::: Excerpted text :::

When I went to the Tulsa meet back in February I rented a Chevy Malibu to drive from Wyoming down. There was a snowstorm in Colorado, and I was getting back on the freeway in C Springs- at that point the conditions were such that the ramps were bad but the freeway itself wasn't, so you wanted to get up to a pretty good clip on the ramps.

I figured- OK, this is a front wheel drive car and an uphill ramp, I'll just give it a little more gas than I normally would on a packed snow/slush surface and if I start to lose traction I'll just take my foot off the gas and instantly regain traction because of the FWD and slope of the hill. So, I start to lose traction, and two things happen that really piss me off:

1) The car chimes and a light comes on and the odometer screens says "LOW TRACTION"- which, no shit. I would hope any driver would realize when they were losing traction. That said, I want to react to the situation, not have to stop to read a light to tell me what I already know
2) I let my foot off the gas to regain traction and start to correctively steer, but as I'm doing that the car decided to jam the brakes because it thought I was trying to turn left while I was going straight. What was a very simple maneuver that I have executed dozens if not hundreds of times in a load of different cars turned into me almost going into the ditch because the car was doing things that were contrary to what I wanted it to do without my consent. Needless to say, I turned stability control off for the rest of the trip.

Stability control might be nice if you have no clue what the hell you're doing, but if you already have pretty good reflexes in traction-loss situations, it seems to be really dangerous. ABS isn't horrible if you recognize its limits and for short distance, low speed braking on ice it can actually be a little bit helpful- that said, if you kick ABS on at more than 5 MPH or so, you're driving wrong.

::: Information provided :::

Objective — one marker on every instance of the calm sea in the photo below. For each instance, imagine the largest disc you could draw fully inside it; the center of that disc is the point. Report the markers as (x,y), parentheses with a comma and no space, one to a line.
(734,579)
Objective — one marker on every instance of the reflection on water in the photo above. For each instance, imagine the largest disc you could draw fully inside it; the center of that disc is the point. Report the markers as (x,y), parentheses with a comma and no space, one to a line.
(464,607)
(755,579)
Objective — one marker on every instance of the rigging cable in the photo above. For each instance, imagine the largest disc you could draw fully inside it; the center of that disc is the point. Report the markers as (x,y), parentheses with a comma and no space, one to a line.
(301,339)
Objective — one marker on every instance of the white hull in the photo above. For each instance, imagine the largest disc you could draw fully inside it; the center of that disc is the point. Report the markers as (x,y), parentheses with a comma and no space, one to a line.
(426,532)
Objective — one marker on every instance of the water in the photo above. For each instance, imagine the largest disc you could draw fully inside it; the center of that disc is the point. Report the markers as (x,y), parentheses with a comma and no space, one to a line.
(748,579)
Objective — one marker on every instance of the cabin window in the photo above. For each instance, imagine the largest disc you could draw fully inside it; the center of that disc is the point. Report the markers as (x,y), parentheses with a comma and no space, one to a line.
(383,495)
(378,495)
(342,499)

:::

Instruction → Repeat the portion of the stability-control post above between "1) The car chimes" and "of the trip.", inclusive, word for word.

Complete output →
1) The car chimes and a light comes on and the odometer screens says "LOW TRACTION"- which, no shit. I would hope any driver would realize when they were losing traction. That said, I want to react to the situation, not have to stop to read a light to tell me what I already know
2) I let my foot off the gas to regain traction and start to correctively steer, but as I'm doing that the car decided to jam the brakes because it thought I was trying to turn left while I was going straight. What was a very simple maneuver that I have executed dozens if not hundreds of times in a load of different cars turned into me almost going into the ditch because the car was doing things that were contrary to what I wanted it to do without my consent. Needless to say, I turned stability control off for the rest of the trip.